- _ЗАДАНИЕ_
Извлеките из фрагмента документа дословно отрывок начиная со слов «Антибольшевистский Комитет спасения» и до слов «условием возобновление работы.» включительно.

- _ФРАГМЕНТ ДОКУМЕНТА_
* * *

И научились в конце концов… Но пока что хаос, никаких традиций, никакого ритуала.
И Смольный живет своей жизнью, а Петроград, а страна — своей. И все говорят — одни с горькой болью, другие со злобной радостью:
— Какое это правительство!.. Они и месяца не продержатся…
Открыто, вызывающе собираются разные организации, ставящие своей задачей борьбу с новым правительством. Во главе революционная демократия, круги умеренной буржуазии. Говорят, захлебываются в речах. Жесткие пальцы матросских рук судорожно тискают винтовки. Эх, пальнуть бы! Но правительство молчит. Правительство пока не трогает этих людей. С ними даже, убаюкивая их мечтами о власти, оно ведет переговоры. Эти люди ему не опасны.
Почти открыто происходят заседания членов свергнутого Временного правительства. Оно считает еще себя законной властью в стране, и даже публикуется об этом сообщение, и газеты его печатают.
Керенского, правда, нет, он передал свои полномочия Авксентьеву. Но и Авксентьев в заседания не ходит. Председательствует Прокопович, министр чего-то. Нет и большинства из министров, они разъехались по стране, изливаются там в речах, истощаются в бесплодных совещаниях, дезорганизующих антисоветское движение. Но заседают товарищи министров, и заседаниям ведутся протоколы, работает канцелярия, ведутся сношения со ставкой фронта, с саботирующими советскую власть министерствами.
И это нелегальное правительство имеет еще авторитет, имеет фактическое влияние на дела — и могло бы принести большой вред новой власти, если б только заседали в нем иные люди. Но большевики знают, с кем имеют дело!
Перед «Временным правительством» встает вопрос «о формальном непризнании сенатом большевистской власти как таковой». Подумаешь: кому какое дело, признают власть отправленные на покой старички, живые трупы прошлых режимов, или нет! Но вопрос обсуждается живо и серьезно. «Единственно, чего сенаторы боялись, — вспоминает один из членов этого „правительства“, Демьянов, — это выхода при обсуждении вопроса из рамок законности и перехода в политическую демонстрацию. Обошлись без демонстрации, а большевикам показали свое место».
Обсуждали вопрос о денежных выдачах. В то время, как советская власть сидела вследствие саботажа чиновников без денег, подпольное «Временное правительство», оказывается, могло распоряжаться и эмиссией, и выдачами денег.
Антибольшевистский Комитет спасения родины и революции, одно из многочисленных инвалидных учреждений того времени, обратился к «правительству» с просьбой отпустить ему 400 000 рублей. Деньги нужны были на издание антибольшевистских брошюр и прокламаций для распространения в войсках. «Эта задача, — вспоминает Демьянов, — могла тогда иметь некоторый успех. В войсках все же царила некоторая двойственность настроения и некоторая отсюда нерешительность».
Одновременно чиновники учреждений обратились к правительству с просьбой досрочно выплатить им жалованье. Чиновники рассуждали вполне резонно:
— Саботаж возможен только в том случае, если у нас будет на что существовать с семьями. Со дня на день Временное правительство может оказаться в невозможности распоряжаться суммами. Большевики же при выплате жалованья поставят непременным условием возобновление работы.

* * *

- _ИЗВЛЕЧЕННЫЕ ДАННЫЕ_
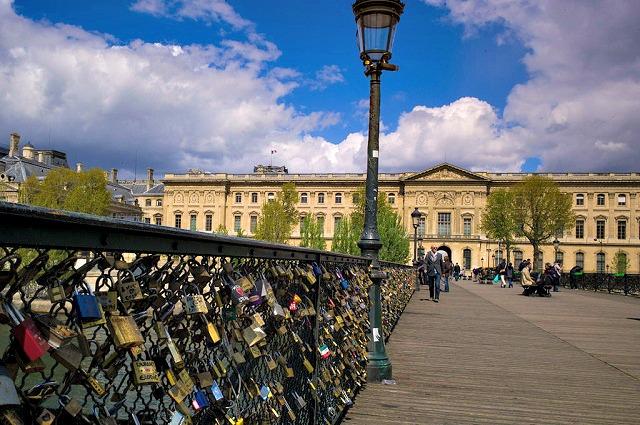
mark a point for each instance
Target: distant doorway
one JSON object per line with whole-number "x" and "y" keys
{"x": 447, "y": 250}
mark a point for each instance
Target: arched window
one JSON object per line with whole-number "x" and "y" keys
{"x": 466, "y": 259}
{"x": 600, "y": 262}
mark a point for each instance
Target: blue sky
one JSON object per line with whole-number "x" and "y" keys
{"x": 479, "y": 84}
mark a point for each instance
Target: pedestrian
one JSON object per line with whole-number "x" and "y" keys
{"x": 509, "y": 275}
{"x": 446, "y": 272}
{"x": 434, "y": 273}
{"x": 456, "y": 272}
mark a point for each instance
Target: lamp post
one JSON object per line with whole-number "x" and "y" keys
{"x": 376, "y": 22}
{"x": 415, "y": 219}
{"x": 556, "y": 245}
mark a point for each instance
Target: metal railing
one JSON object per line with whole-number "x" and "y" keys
{"x": 189, "y": 326}
{"x": 627, "y": 284}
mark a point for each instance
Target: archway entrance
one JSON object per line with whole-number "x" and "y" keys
{"x": 447, "y": 250}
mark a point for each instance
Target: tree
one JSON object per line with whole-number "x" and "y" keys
{"x": 278, "y": 216}
{"x": 498, "y": 218}
{"x": 68, "y": 190}
{"x": 393, "y": 235}
{"x": 311, "y": 234}
{"x": 541, "y": 211}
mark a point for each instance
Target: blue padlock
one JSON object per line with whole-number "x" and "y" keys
{"x": 86, "y": 305}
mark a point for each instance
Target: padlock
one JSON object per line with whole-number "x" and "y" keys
{"x": 9, "y": 394}
{"x": 128, "y": 287}
{"x": 86, "y": 305}
{"x": 27, "y": 334}
{"x": 144, "y": 372}
{"x": 125, "y": 331}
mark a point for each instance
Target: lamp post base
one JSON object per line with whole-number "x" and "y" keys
{"x": 378, "y": 369}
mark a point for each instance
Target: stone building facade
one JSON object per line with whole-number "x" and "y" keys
{"x": 450, "y": 198}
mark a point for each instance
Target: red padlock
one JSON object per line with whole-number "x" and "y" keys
{"x": 27, "y": 334}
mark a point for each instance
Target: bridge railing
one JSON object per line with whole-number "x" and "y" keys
{"x": 106, "y": 321}
{"x": 627, "y": 284}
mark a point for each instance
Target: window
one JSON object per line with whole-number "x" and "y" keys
{"x": 253, "y": 223}
{"x": 422, "y": 226}
{"x": 622, "y": 229}
{"x": 466, "y": 259}
{"x": 600, "y": 225}
{"x": 444, "y": 224}
{"x": 321, "y": 224}
{"x": 466, "y": 226}
{"x": 600, "y": 258}
{"x": 517, "y": 257}
{"x": 579, "y": 229}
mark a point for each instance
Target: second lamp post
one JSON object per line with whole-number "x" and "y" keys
{"x": 376, "y": 21}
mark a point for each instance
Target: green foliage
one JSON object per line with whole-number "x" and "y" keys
{"x": 620, "y": 263}
{"x": 394, "y": 237}
{"x": 278, "y": 216}
{"x": 498, "y": 218}
{"x": 68, "y": 190}
{"x": 311, "y": 234}
{"x": 540, "y": 210}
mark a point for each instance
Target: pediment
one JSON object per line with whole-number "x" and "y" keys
{"x": 446, "y": 172}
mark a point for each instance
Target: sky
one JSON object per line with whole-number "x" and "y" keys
{"x": 217, "y": 85}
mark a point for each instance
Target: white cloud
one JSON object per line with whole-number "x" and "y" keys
{"x": 326, "y": 76}
{"x": 205, "y": 10}
{"x": 584, "y": 84}
{"x": 173, "y": 107}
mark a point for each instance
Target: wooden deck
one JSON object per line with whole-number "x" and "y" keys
{"x": 487, "y": 355}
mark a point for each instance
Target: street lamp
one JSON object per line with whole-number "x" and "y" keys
{"x": 415, "y": 219}
{"x": 376, "y": 22}
{"x": 556, "y": 245}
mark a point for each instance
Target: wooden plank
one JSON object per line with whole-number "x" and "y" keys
{"x": 487, "y": 355}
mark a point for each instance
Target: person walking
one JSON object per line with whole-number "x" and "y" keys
{"x": 509, "y": 275}
{"x": 456, "y": 272}
{"x": 434, "y": 273}
{"x": 446, "y": 272}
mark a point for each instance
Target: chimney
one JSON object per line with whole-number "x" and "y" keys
{"x": 14, "y": 144}
{"x": 149, "y": 178}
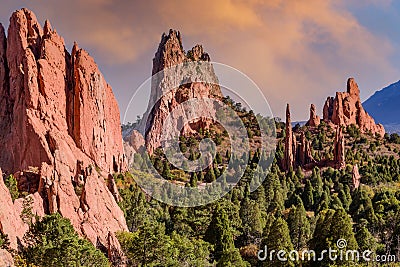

* * *

- _ОТВЕТ К ЗАДАНИЮ_
Антибольшевистский Комитет спасения родины и революции, одно из многочисленных инвалидных учреждений того времени, обратился к «правительству» с просьбой отпустить ему 400 000 рублей. Деньги нужны были на издание антибольшевистских брошюр и прокламаций для распространения в войсках. «Эта задача, — вспоминает Демьянов, — могла тогда иметь некоторый успех. В войсках все же царила некоторая двойственность настроения и некоторая отсюда нерешительность».
Одновременно чиновники учреждений обратились к правительству с просьбой досрочно выплатить им жалованье. Чиновники рассуждали вполне резонно:
— Саботаж возможен только в том случае, если у нас будет на что существовать с семьями. Со дня на день Временное правительство может оказаться в невозможности распоряжаться суммами. Большевики же при выплате жалованья поставят непременным условием возобновление работы.